Your task: Could you quote the text of every entry below word for word, leaving out the pictures?

Data for this exercise:

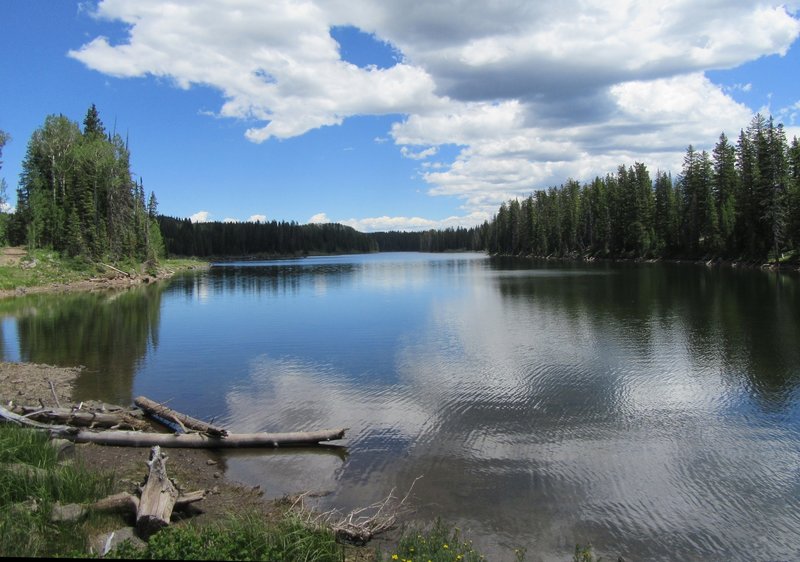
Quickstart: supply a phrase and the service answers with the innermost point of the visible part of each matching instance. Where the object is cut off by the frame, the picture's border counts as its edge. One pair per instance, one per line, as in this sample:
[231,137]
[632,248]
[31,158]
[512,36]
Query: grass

Exercise output:
Quickstart: supply a phrase and the service answers with the innermost point of the visible part of each matching instance. Where the object is cut off by the frame, the picture's border counts as its edge. One pair per instance, one per line, as in this sample:
[231,137]
[632,248]
[31,158]
[512,36]
Query: grass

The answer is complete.